(Location identification items)
** Begin **

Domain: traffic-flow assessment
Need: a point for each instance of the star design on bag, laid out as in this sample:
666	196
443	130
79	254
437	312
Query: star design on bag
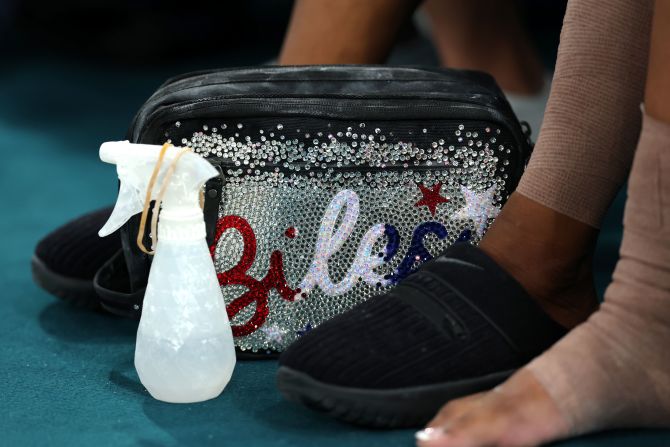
479	208
304	330
431	197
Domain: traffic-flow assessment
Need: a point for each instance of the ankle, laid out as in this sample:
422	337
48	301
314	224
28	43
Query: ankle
550	254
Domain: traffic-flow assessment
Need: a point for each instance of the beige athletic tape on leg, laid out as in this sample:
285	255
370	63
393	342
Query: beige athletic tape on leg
586	144
614	370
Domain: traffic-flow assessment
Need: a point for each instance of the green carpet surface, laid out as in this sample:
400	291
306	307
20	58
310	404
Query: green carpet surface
67	375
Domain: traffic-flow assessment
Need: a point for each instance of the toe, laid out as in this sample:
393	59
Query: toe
453	409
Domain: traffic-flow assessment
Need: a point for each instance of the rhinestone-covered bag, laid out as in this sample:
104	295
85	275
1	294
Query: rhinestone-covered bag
336	181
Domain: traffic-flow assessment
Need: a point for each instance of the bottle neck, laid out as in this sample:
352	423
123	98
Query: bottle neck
181	224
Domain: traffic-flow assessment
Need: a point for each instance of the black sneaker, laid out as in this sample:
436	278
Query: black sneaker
67	259
457	326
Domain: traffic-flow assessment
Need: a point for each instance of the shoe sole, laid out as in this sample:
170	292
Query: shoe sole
379	408
77	292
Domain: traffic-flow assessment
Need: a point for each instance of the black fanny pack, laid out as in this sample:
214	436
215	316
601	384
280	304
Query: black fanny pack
335	183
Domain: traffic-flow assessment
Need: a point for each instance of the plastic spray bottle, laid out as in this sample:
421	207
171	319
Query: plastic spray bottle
184	350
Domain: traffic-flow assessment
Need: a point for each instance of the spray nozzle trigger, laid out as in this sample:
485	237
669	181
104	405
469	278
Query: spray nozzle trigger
135	164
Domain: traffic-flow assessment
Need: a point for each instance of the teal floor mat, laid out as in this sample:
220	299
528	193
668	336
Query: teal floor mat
67	374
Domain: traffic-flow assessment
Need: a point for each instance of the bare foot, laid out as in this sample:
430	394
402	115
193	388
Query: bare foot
550	254
518	413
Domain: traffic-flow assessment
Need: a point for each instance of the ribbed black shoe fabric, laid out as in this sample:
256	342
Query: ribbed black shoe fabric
66	260
458	319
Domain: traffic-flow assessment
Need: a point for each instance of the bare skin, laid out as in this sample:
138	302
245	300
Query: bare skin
550	254
520	412
467	34
343	31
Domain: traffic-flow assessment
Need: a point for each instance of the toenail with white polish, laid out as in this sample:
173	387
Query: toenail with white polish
430	434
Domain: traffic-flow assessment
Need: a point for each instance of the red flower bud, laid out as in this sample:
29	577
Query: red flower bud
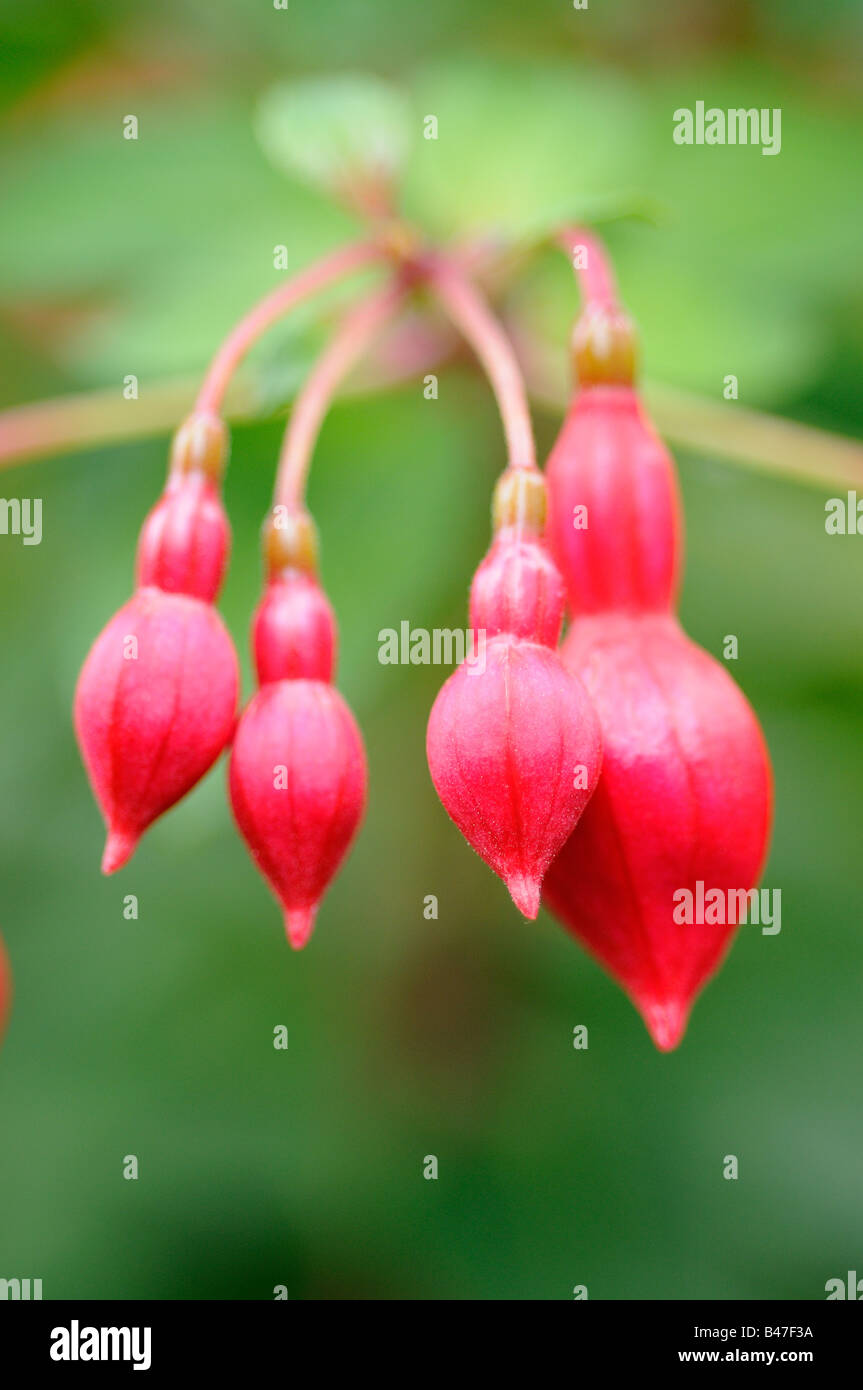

** End **

**Problem**
Report every line in the material above that contains the string "beige", matching case exactly.

**Exercise solution**
Need: a point for each instance of the beige athletic tape on leg, laid out as in this sample:
Query: beige athletic tape on leg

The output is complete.